### Supplied passage

Music critic, Daniel Marsicano shares his side of the story about heavy metal music, that first listen to “Turn The Page” and how the internet has skewed our perception of journalism.

You have been writing for several years in several formats and positions. Why did you choose music journalism?

I’ve been into journalism ever since I was in middle school, helping my technology teacher write video game reviews for the school newspaper. I was the editor-in-chief of my high school newspaper, “The Accent.” When I got to college, I continued to study journalism. I never considered writing about music in any capacity until my freshman year. I saw an opening at for a staff writer in their music section.
I was a big fan of the site at the time, and it seemed like an interesting opportunity to undertake. I wrote a review of Chimaira’s “Resurrection,” which was good enough to land me a position on their staff. My first published review was for Machine Head’s “The Blackening.” From there, I worked on my writing, trying to improve with each review. It’s a process that I’m continuing to learn to this day.
There’s something about sitting down and expressing my thoughts on a piece of music that draws great appeal to me. Though I’ve only been doing this since 2007, I’ve developed a vast range of knowledge on music that I’ve very proud to possess. The metal culture itself, especially the people that write about and create metal, is unlike anything else out there. It’s one of a kind, and I’ve always felt accepted in it, even when I was struggling to find my literary voice in the early days.

Reading your work, I realize that your taste in metal music is rather eccentric. When and how did you get acquainted with heavy metal?

I have to thank my mom for opening me up to heavy metal. I still remember the first time I became entranced by metal. I was 11 and driving with the family down the backroads of New Jersey in the middle of the night. My mom was a big fan of the classic rock stations, so I became familiar with bands like Led Zeppelin and The Who early on. I didn’t pay much attention to the heavier stuff, as I was more into classic rock as a young kid.

### Requirement 1
In the records, repeat the lines starting at the one containing "If it's not too much trouble, could you box the easel" and ending after the one containing "[153,611,191,651]".
The interview above and the records that come next are unrelated material.

Coordinate annotation records
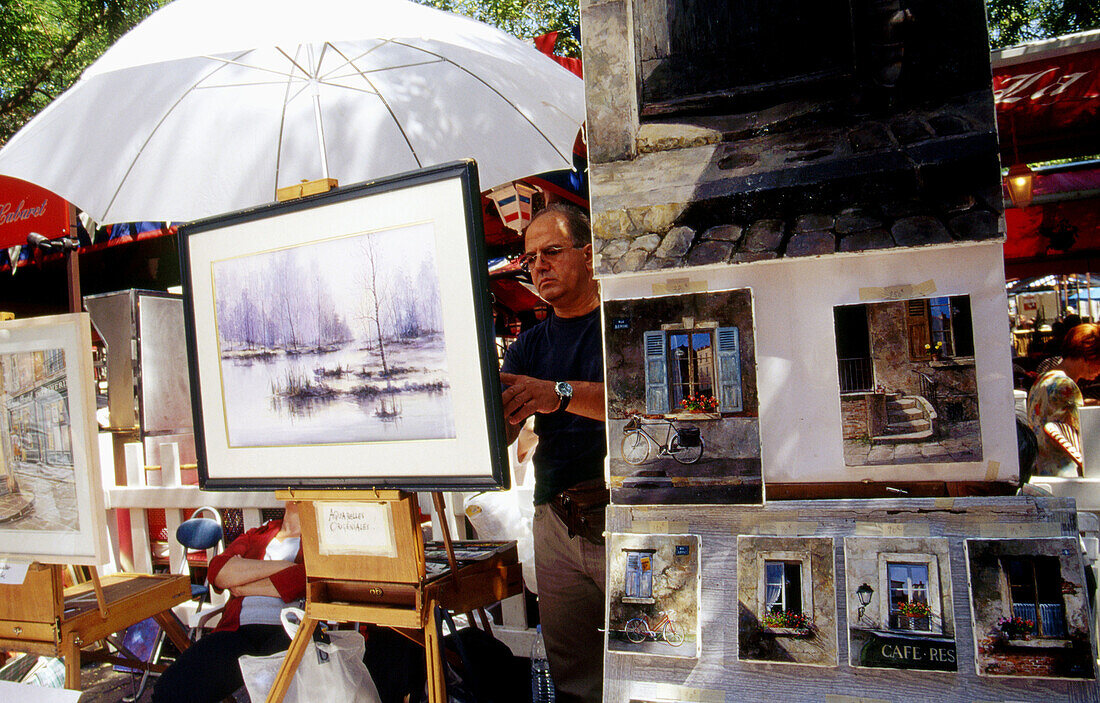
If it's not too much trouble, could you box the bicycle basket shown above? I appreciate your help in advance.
[679,427,700,447]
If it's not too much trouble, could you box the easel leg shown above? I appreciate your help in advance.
[62,639,80,691]
[266,615,317,703]
[424,601,447,703]
[153,611,191,651]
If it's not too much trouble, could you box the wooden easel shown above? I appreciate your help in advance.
[0,562,191,691]
[267,491,523,703]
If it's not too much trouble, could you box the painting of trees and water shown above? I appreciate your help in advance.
[212,224,454,447]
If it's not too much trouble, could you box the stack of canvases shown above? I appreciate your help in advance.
[582,0,1096,702]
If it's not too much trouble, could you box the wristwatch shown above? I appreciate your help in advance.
[553,381,573,411]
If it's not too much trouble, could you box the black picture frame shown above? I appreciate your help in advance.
[179,161,509,491]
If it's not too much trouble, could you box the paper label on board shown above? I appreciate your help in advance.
[0,559,31,585]
[653,278,707,295]
[315,502,397,557]
[859,278,936,300]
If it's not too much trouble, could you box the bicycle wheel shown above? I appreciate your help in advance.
[626,617,649,645]
[664,623,684,647]
[622,432,649,466]
[669,435,703,464]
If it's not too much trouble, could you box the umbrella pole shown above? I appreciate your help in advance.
[65,205,84,312]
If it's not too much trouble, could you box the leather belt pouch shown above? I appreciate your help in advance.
[550,480,612,546]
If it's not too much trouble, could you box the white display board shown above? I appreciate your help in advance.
[601,242,1019,485]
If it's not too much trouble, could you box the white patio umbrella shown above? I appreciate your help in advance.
[0,0,584,223]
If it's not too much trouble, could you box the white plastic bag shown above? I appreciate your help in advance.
[239,608,382,703]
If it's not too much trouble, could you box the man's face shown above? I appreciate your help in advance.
[524,213,592,307]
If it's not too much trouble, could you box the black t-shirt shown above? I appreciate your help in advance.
[501,308,607,505]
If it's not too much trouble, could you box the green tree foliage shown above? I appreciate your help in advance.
[0,0,168,145]
[986,0,1100,48]
[416,0,581,57]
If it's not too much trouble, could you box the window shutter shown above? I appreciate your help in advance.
[718,327,744,413]
[645,331,669,415]
[905,298,932,361]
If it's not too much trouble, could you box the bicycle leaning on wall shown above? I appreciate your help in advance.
[620,415,704,466]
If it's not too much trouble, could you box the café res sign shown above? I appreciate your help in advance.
[0,176,68,249]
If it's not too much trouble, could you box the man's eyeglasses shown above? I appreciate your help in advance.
[519,246,581,273]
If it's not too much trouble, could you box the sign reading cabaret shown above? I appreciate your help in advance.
[0,176,68,249]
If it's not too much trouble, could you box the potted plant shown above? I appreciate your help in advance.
[761,611,812,634]
[680,393,718,413]
[997,616,1035,639]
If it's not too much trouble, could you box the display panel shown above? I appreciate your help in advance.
[180,163,507,490]
[966,537,1097,680]
[833,295,982,466]
[0,314,107,564]
[604,289,763,505]
[607,535,702,659]
[844,537,958,671]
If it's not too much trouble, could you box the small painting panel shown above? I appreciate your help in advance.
[844,537,958,671]
[0,315,106,564]
[604,289,763,505]
[737,535,837,667]
[582,0,1003,276]
[966,537,1097,680]
[833,295,982,466]
[607,534,701,659]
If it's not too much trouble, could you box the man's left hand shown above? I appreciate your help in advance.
[501,373,561,425]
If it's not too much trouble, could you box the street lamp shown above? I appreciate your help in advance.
[856,583,875,619]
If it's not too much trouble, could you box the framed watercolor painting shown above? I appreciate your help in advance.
[180,162,508,490]
[0,314,107,565]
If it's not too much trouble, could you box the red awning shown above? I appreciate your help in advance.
[992,31,1100,164]
[0,176,69,249]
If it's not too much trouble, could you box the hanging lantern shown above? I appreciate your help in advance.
[1008,164,1035,208]
[488,180,538,232]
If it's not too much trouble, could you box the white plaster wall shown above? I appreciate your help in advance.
[601,242,1019,485]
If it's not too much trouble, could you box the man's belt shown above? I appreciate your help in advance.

### Requirement 2
List every band named in the interview with the music critic.

### Full solution 1
If it's not too much trouble, could you box the easel leg shown above? I appreciate your help in advance.
[62,639,80,691]
[266,615,317,703]
[424,601,447,703]
[153,611,191,651]

### Full solution 2
Chimaira, Machine Head, Led Zeppelin, The Who